-- Start Provided data --

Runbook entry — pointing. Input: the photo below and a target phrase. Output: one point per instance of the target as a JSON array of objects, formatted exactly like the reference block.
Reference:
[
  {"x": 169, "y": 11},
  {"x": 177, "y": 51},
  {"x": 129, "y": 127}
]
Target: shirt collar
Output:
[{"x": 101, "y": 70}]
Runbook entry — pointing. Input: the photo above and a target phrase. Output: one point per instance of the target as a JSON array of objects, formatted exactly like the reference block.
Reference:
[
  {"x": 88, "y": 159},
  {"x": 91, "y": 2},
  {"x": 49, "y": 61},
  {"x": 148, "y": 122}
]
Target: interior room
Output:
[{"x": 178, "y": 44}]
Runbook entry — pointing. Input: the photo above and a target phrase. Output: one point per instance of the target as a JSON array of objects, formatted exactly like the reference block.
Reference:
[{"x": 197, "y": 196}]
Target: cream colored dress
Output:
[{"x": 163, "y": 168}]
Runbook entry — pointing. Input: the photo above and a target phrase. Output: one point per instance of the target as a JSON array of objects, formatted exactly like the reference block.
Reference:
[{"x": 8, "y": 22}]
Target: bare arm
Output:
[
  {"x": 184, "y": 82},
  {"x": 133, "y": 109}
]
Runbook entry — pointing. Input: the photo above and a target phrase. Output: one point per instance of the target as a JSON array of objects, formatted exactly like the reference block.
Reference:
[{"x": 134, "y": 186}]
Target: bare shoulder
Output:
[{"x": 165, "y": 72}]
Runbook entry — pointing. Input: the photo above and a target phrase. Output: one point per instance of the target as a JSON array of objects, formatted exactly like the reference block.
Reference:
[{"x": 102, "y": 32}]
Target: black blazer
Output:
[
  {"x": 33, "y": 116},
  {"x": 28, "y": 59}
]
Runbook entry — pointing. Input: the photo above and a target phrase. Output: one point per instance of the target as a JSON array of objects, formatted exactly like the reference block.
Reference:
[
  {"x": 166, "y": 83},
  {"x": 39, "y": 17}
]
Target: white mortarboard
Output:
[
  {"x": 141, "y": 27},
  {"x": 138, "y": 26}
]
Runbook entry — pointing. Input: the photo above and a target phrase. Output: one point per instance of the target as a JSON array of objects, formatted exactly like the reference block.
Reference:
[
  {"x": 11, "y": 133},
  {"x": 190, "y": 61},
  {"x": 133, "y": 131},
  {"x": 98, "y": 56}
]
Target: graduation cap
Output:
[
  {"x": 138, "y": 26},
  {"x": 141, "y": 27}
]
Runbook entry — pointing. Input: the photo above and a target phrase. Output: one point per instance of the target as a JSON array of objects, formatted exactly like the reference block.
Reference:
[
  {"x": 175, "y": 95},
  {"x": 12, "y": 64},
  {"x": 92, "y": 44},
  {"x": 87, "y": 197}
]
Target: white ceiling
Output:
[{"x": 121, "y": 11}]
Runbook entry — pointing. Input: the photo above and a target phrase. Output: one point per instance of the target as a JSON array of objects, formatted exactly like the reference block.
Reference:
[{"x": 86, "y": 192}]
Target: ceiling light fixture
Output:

-- End Provided data --

> Task objective
Pick out every line of the items that contains the word "ceiling", and copy each one. Case counts.

> Written answer
Target: white ceiling
Target: ceiling light fixture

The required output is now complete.